Listed entries ->
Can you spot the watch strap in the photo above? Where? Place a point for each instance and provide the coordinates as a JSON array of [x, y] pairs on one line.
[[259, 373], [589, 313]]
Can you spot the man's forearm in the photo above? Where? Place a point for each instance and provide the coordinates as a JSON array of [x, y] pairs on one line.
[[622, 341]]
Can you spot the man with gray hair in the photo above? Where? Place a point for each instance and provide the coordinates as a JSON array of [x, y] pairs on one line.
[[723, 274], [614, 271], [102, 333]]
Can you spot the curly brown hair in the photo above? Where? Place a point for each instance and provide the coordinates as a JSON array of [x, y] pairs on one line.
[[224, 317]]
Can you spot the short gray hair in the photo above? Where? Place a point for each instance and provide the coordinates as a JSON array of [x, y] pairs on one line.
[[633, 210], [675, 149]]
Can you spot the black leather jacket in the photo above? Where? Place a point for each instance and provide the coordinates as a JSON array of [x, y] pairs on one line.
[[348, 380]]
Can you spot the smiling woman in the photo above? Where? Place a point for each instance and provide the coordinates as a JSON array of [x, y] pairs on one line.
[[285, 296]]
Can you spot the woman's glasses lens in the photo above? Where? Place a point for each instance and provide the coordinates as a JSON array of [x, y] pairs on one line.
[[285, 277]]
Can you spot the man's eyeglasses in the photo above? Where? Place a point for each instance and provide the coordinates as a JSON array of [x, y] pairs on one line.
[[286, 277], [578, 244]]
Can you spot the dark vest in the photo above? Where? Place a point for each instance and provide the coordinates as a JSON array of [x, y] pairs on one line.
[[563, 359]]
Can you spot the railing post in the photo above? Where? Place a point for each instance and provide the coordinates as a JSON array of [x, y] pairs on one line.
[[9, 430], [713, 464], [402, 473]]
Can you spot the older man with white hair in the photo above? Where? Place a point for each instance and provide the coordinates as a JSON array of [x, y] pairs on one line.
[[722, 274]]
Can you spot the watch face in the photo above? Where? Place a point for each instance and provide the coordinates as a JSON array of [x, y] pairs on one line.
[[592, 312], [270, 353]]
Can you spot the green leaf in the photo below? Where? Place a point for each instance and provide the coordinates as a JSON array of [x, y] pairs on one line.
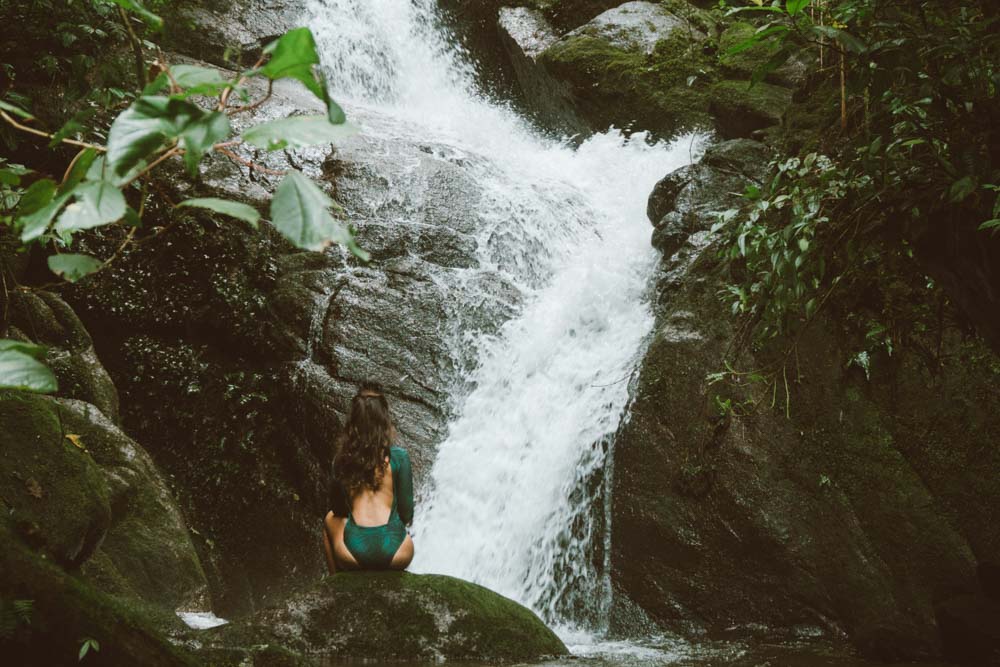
[[17, 111], [154, 21], [37, 222], [30, 349], [846, 39], [199, 80], [296, 132], [73, 267], [81, 167], [961, 189], [757, 38], [20, 368], [231, 208], [300, 211], [97, 203], [138, 132], [73, 126], [98, 172], [793, 7], [37, 197], [151, 121], [198, 137], [10, 177], [293, 56]]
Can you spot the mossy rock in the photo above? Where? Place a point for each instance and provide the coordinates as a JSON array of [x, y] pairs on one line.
[[663, 91], [56, 494], [66, 610], [394, 616], [741, 109], [743, 64], [147, 554]]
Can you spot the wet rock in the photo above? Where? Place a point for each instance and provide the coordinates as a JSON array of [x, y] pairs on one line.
[[851, 514], [147, 554], [393, 616], [44, 318], [526, 34], [569, 14], [65, 610], [742, 65], [54, 493], [640, 66], [687, 201]]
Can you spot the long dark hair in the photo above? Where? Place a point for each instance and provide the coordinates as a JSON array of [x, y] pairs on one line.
[[364, 444]]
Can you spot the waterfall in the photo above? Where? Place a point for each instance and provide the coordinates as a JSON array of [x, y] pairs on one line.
[[516, 498]]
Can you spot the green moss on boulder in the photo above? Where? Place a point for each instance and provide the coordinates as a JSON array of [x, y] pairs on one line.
[[740, 109], [66, 610], [56, 495], [394, 616]]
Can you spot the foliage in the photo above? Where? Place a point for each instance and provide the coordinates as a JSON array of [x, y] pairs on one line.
[[13, 615], [86, 646], [918, 86], [21, 367], [183, 114]]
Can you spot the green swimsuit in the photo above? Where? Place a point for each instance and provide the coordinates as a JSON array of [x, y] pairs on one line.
[[374, 546]]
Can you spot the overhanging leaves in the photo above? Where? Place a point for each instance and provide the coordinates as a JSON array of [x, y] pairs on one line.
[[73, 267], [300, 211]]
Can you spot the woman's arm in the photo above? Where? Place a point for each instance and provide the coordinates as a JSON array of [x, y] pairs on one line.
[[402, 484]]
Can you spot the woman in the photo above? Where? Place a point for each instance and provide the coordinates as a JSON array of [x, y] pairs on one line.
[[372, 499]]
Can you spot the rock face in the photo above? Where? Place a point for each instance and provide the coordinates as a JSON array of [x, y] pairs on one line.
[[857, 513], [54, 493], [637, 66], [80, 490], [66, 610], [45, 318], [226, 31], [526, 34], [659, 67], [393, 616]]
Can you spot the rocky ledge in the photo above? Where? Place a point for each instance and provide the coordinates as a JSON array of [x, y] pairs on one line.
[[385, 616]]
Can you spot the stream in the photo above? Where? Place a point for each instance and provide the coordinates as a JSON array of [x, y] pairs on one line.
[[516, 498]]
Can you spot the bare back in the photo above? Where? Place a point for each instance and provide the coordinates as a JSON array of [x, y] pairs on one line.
[[372, 508]]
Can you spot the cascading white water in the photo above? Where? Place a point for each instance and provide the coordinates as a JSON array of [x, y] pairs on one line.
[[515, 493]]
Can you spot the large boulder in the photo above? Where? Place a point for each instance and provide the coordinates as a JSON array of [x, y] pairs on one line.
[[641, 65], [52, 491], [43, 317], [525, 35], [224, 32], [48, 613], [147, 554], [851, 509], [391, 616], [81, 491]]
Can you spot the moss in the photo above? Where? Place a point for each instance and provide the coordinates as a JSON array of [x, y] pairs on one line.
[[665, 91], [398, 616], [58, 495], [741, 65], [65, 610], [741, 109]]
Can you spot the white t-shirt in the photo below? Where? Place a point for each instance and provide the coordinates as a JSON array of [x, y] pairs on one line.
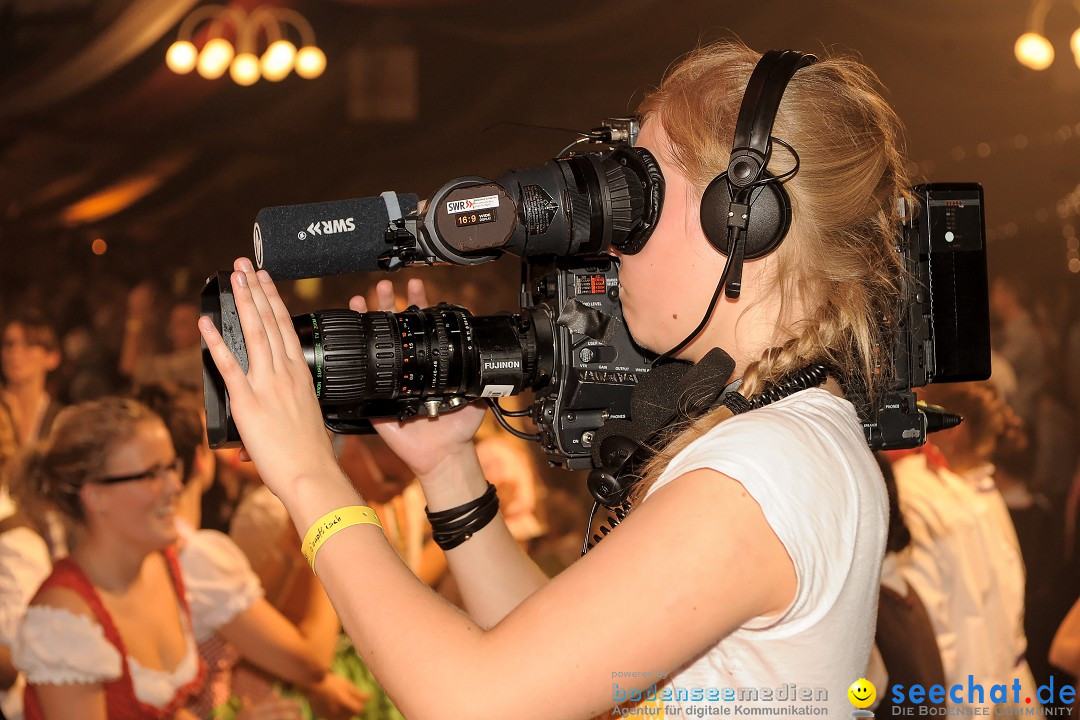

Do this -> Omit the pictures and reproduce the listing exactly.

Output of the task ->
Can you spot the watch strap in the photo above? Where? Place a point for each instance and provide the coordinates as a JSON array of [x, y] pairs on one line.
[[259, 373], [589, 313]]
Can you spot the man's forearm in the photo above? Where? Place a point for each instance and provide the coordinates as a JSON array of [x, y] pairs on one line.
[[622, 341]]
Can you spot the man with gray hair in the photo above? Where? Place a point for each instance and provide the coordinates as a JSON array of [x, y] pairs on one line.
[[723, 274], [614, 271], [102, 333]]
Can you spot the curly brown hair in the photo above? Where? Place a point for each instance and provide the coordinates as a JSON array of [x, y] pairs on one line.
[[224, 317]]
Can you spot the short gray hair in the photo above? Where? Place a point for each instance and provide the coordinates as a JSON array of [x, y] pairs on one line.
[[633, 210], [675, 149]]
Can you spot the black leather jacket in the photo above? Where? Place a point for each instance and provide the coordinates as a JSON array of [x, y] pairs on one line.
[[348, 380]]
Can you spot the smiling woman in the photo above? Where? Place a point for each instance and provide the coordinates as a JSON array of [x, y] pairs on one line.
[[285, 296]]
Can you spot the woman's glasses lens in the photo above? Where? Place a point for each instance and provide the coordinates as a JSON array of [x, y] pairs on one line.
[[285, 277]]
Can you spot the man's eyeglasses in the photo above? Where? Place a point for each instance and provide the coordinates as a JSON array of [x, y] pairs on one line.
[[286, 277], [578, 244]]
Can you spot the dark vest in the photo above? Where? Place a point for each instance and provide the coordinates as a JSON array of [x, y] pairs on one line.
[[563, 359]]
Can you spot the railing post in the photo above? Where? Place a point for each instance and provide the coordinates as a JSON array of [x, y] pairs on one line.
[[9, 430], [713, 464], [402, 473]]
Can you spot the older man with white hair in the photo above? Where? Place a point for each instance and provide the coordinates as a JSON array of [x, y] pairs on one line.
[[722, 274]]
Can you spot the watch face in the photo above? Where? Place a point for each instance and provide the coordinates as a JSON array of [x, y] pairs on one line.
[[592, 312], [270, 353]]
Can you spot the green leaf in the photo below? Where? Place a point for each instance and provide the coordinates as a JSON array of [x, y] pairs on one line.
[[17, 111], [154, 21], [37, 222], [30, 349], [846, 39], [199, 80], [296, 132], [73, 267], [81, 167], [961, 189], [757, 38], [20, 368], [231, 208], [300, 211], [97, 203], [138, 132], [73, 126], [98, 172], [793, 7], [37, 197], [151, 121], [198, 137], [10, 177], [293, 56]]
Can you spot the mossy rock in the photo above? Where? Place a point for each instance and provide the coordinates as a JSON array of [x, y] pairs on one line.
[[663, 91], [56, 494], [66, 610], [394, 616], [741, 109], [743, 64], [147, 554]]
Can you spot the wet rock in the photo above? Where? Place a point for each instance and provide the coordinates as a JSON array of [x, y] pairs on one line.
[[851, 514], [147, 554], [393, 616], [44, 318], [526, 34], [569, 14], [65, 610], [742, 65], [54, 493], [640, 66], [687, 201]]
Can you spot the long dark hair in the photo above? Where? Place a point for each instance and provide the coordinates as a JSON array of [x, y] pairs on one line.
[[364, 444]]
Can you spot the waterfall in the photo above? Where? Place a point for each instance and provide the coordinates as a JSON array of [x, y] pairs on one line.
[[516, 498]]
Can you spot the green moss on boulder in the photo above? Where? Place a point for each instance and provide the coordinates as a JSON array of [x, y] pairs on one line.
[[740, 109], [66, 610], [56, 495], [394, 616]]
Can you spot the foliage in the photo above? Where? Place a point for each instance and provide the coordinates as a JSON array of [x, y] pairs on one line.
[[13, 615], [86, 646], [918, 86], [21, 367], [183, 114]]
Can you spot the green swimsuit in the photo above? Where? Place a point for each instance and provide the coordinates as a JSON array of [x, y] pairs on one line.
[[374, 546]]
Can you spot the overhanging leaves in the photo above? Where? Place a point for each instance and provide the coordinates as a JSON array of [x, y] pairs on one line.
[[73, 267], [300, 211]]
Can you spot the woman's arm in the photo above? Where? Place a point for each instance and provide the coordinates as a JSON array of [x, y] pairs on one line.
[[402, 484]]
Can you spot the woman in the photo above? Where? Place a point for each instance and provide the coordinates as a JSON array of [x, y] pairs on one line.
[[372, 499]]
Can you spot the rock face in the photo above? Where? Place a point for each instance and provide the coordinates as a JSON array of [x, y] pairs on one line.
[[857, 513], [54, 493], [637, 66], [80, 490], [66, 610], [45, 318], [226, 31], [526, 34], [659, 67], [393, 616]]
Can you spot the rocky ledge in the photo above? Where? Place a point for each instance and provide the coordinates as a JSON array of [x, y] pairs on one line.
[[385, 616]]
Can you spot the stream in the photo above? Where? Place a point for each instance and provide the coordinates as a JSON array of [x, y] pairs on one line.
[[516, 498]]
Can you spot the bare back in the photo above? Where? Place a point for each instance and provide the coordinates as a JSON array of [x, y] pairs on one line.
[[372, 508]]
Can you spot the cascading white water in the photo above? Where? Place a point for each instance and provide the coordinates as a JSON array of [x, y] pairs on one line.
[[515, 493]]
Can you spot the large boulder in the photo above? Where? Place a point for each instance and provide the coordinates as a JSON array of [x, y] pairs on one line.
[[641, 65], [52, 491], [43, 317], [525, 35], [224, 32], [48, 613], [147, 554], [851, 509], [391, 616], [81, 491]]
Can you spot the moss in the photo above? Where? Place a point for each instance and provide the coordinates as a JSON array of [x, y] pairs on one line.
[[665, 91], [398, 616], [58, 495], [741, 65], [65, 610], [741, 109]]
Can you spot the white t-shirt in the photo below? Where? Place a point for each instance and provide the coordinates as a JSON array of [x, y] pairs on one line.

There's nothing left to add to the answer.